AutoGPS: Automated Geometry Problem Solving via Multimodal Formalization and Deductive Reasoning

TL;DR

AutoGPS integrates a Multimodal Problem Formalizer and a Deductive Symbolic Reasoner to transform geometry problems into a formal language and solve them via hypergraph-based, syllogistic reasoning. The framework achieves state-of-the-art results on Geometry3K and PGPS9K while delivering $99\%$ stepwise coherence in human evaluations, addressing reliability and interpretability gaps of prior neural and symbolic methods. By enforcing a minimal, traceable reasoning subgraph, AutoGPS provides concise, human-readable proofs and robust performance under noisy inputs. This neuro-symbolic approach highlights a promising direction for formal, verifiable reasoning in multimodal mathematical problem solving.

- EXERCISE DATA:

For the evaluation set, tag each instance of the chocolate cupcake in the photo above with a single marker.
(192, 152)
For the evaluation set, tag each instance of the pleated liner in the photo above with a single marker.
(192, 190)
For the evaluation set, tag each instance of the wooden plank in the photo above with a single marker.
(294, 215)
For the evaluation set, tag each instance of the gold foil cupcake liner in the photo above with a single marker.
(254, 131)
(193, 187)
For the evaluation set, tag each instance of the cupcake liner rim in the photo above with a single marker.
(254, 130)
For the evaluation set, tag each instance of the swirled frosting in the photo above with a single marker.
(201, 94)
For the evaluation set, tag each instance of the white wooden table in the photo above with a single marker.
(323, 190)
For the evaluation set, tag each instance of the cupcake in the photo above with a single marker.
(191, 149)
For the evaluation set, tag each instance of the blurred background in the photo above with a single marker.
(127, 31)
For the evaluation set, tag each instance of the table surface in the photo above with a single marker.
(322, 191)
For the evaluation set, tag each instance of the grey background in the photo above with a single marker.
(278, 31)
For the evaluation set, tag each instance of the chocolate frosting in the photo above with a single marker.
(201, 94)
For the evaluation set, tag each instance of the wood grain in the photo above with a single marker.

--

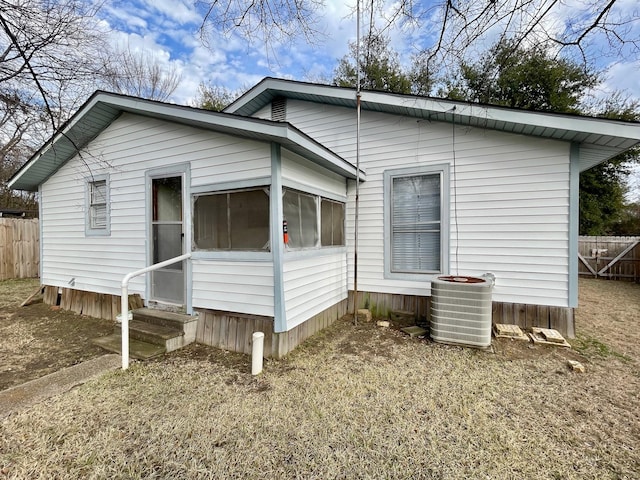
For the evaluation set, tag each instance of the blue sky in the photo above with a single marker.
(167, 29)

- QUESTIONS:
(a) Reproduce the part of the AutoGPS overview that runs from "AutoGPS integrates a" up to and including "mathematical problem solving.".
(b) Summarize the AutoGPS overview in two sentences.

- PROBLEM SOLUTIONS:
(a)
AutoGPS integrates a Multimodal Problem Formalizer and a Deductive Symbolic Reasoner to transform geometry problems into a formal language and solve them via hypergraph-based, syllogistic reasoning. The framework achieves state-of-the-art results on Geometry3K and PGPS9K while delivering $99\%$ stepwise coherence in human evaluations, addressing reliability and interpretability gaps of prior neural and symbolic methods. By enforcing a minimal, traceable reasoning subgraph, AutoGPS provides concise, human-readable proofs and robust performance under noisy inputs. This neuro-symbolic approach highlights a promising direction for formal, verifiable reasoning in multimodal mathematical problem solving.

(b) AutoGPS combines a Multimodal Problem Formalizer with a Deductive Symbolic Reasoner, turning geometry problems into a formal language and solving them through hypergraph-based, syllogistic reasoning. It reaches state-of-the-art results on Geometry3K and PGPS9K and, by enforcing a minimal, traceable reasoning subgraph, produces concise, human-readable proofs and performs robustly under noisy inputs.